EXERCISE BRIEF: Locate all lines in the data below that hold "white" and show them.

DATA FOR PROCESSING Block Start

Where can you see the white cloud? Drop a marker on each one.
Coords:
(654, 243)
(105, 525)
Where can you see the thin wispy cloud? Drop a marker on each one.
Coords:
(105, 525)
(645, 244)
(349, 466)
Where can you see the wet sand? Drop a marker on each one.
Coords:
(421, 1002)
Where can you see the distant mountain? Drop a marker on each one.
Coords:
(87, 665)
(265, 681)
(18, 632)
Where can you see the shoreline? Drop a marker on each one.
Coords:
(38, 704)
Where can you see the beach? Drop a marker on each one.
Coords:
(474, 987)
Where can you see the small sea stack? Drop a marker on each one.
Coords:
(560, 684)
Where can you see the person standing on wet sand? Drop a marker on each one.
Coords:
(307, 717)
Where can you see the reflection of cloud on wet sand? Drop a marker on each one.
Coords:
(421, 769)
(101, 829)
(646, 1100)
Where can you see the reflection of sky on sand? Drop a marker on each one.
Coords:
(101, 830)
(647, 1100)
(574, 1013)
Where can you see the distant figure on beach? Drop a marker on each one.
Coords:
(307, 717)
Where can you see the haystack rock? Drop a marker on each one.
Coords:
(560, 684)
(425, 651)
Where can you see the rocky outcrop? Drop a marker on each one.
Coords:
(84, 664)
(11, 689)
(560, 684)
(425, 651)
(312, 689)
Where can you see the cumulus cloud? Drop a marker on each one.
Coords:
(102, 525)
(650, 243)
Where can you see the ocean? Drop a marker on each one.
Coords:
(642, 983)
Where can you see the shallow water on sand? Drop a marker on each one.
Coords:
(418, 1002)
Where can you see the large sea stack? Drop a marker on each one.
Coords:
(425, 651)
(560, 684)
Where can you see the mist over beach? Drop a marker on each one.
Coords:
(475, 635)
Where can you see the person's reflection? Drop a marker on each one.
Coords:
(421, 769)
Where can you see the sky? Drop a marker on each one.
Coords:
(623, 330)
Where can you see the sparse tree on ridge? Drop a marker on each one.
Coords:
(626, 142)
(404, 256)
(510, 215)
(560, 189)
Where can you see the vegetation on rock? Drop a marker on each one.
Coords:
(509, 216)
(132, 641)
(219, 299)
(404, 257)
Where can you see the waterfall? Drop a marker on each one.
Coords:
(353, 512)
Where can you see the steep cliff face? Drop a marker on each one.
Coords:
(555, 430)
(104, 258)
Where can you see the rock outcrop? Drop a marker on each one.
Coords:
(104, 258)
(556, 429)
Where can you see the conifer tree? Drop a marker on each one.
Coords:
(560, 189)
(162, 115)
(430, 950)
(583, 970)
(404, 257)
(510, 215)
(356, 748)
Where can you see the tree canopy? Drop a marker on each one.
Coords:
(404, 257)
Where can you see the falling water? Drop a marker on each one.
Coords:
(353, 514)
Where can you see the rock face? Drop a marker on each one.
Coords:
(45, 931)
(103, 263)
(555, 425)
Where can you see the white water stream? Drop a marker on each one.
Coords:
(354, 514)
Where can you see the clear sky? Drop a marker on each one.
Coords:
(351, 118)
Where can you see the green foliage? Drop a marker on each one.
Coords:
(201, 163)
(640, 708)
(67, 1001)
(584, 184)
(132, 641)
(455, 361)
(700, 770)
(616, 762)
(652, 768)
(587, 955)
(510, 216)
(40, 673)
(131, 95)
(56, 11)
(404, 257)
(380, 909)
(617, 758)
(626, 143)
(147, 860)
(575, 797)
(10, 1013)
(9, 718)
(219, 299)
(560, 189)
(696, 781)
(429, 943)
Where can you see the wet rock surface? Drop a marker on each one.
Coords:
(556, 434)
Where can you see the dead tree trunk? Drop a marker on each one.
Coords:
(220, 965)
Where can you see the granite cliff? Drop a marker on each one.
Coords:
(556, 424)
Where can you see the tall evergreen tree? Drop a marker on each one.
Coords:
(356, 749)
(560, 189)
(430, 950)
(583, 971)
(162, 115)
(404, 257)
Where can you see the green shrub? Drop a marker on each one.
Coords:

DATA FOR PROCESSING Block End

REPLY TO THE EXERCISE:
Where can you see the white cloud? Drop a marker on each one.
Where can you see the white water stream? Drop a marker on each one.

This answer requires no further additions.